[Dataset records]
/---

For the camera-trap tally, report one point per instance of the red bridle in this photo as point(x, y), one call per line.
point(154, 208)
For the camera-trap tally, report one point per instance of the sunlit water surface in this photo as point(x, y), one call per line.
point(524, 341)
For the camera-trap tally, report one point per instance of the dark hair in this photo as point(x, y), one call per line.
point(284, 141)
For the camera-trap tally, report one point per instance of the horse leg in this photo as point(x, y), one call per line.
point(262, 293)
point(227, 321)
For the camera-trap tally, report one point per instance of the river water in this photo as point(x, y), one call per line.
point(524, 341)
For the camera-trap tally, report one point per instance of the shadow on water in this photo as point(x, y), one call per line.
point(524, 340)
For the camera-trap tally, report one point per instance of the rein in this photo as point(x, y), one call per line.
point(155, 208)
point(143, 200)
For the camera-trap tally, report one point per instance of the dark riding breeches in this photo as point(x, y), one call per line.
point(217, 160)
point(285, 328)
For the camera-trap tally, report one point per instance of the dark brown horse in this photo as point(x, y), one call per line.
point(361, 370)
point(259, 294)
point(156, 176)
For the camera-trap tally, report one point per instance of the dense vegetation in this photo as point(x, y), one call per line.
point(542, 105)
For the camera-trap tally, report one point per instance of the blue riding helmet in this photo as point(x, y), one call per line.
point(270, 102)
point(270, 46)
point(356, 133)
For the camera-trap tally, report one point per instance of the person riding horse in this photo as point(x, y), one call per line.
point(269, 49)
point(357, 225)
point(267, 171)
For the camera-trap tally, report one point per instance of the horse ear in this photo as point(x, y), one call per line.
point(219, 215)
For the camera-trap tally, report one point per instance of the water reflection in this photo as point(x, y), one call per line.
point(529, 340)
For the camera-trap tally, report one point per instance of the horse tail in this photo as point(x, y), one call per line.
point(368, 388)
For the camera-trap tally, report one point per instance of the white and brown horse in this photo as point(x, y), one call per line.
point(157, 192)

\---

▶ **Required work**
A verbatim copy of every record is what you should return.

▶ **Completed exercise**
For the camera-trap tally, report one point per instance of the red bridle in this photo as point(x, y), one call per line.
point(154, 208)
For the camera-trap tally, report one point per instance of the sunlit water surface in this photo as point(x, y), one call per line.
point(524, 341)
For the camera-trap tally, report one point per instance of the dark hair in this photo as point(x, y), one call per line.
point(284, 141)
For the camera-trap tally, report one point per instance of the horse leg in this photo as point(x, y), one call per line.
point(262, 293)
point(227, 321)
For the camera-trap tally, report one point per instance of the river water in this photo as point(x, y), one call per line.
point(524, 341)
For the camera-trap tally, report one point per instance of the shadow on water in this photo as point(x, y), one call per line.
point(524, 340)
For the camera-trap tally, report one point per instance of the rein in this photo as point(x, y), one call per line.
point(155, 208)
point(143, 200)
For the camera-trap tally, report one point per instance of the dark riding breeches in this photo as point(x, y), one call per line.
point(217, 160)
point(285, 328)
For the camera-trap tally, report one point per instance of the dark brown horse in this photo as point(x, y), one call per line.
point(361, 370)
point(259, 294)
point(156, 176)
For the camera-trap tally, report one point per instance of the dense vegetation in this photo as point(x, y), one call per line.
point(542, 105)
For the camera-trap tally, report one point per instance of the blue riding helmet in this photo as point(x, y), one call per line.
point(270, 102)
point(270, 46)
point(356, 133)
For the camera-trap tally, report one point per instance of the person riding horse in this photo as point(x, y), one call per line.
point(269, 49)
point(357, 225)
point(267, 171)
For the camera-trap tally, report one point per instance of the horse ear in this photo as point(x, y), one call per line.
point(219, 215)
For the camera-trap tally, report one point per instance of the water reflection in this photo as point(x, y), one call per line.
point(529, 340)
For the camera-trap tally, report one point per instance of the horse tail in this photo as point(x, y), one call per line.
point(368, 388)
For the camera-trap tally, report one point per instance of the white and brown horse in this photo as point(x, y), one call per line.
point(157, 192)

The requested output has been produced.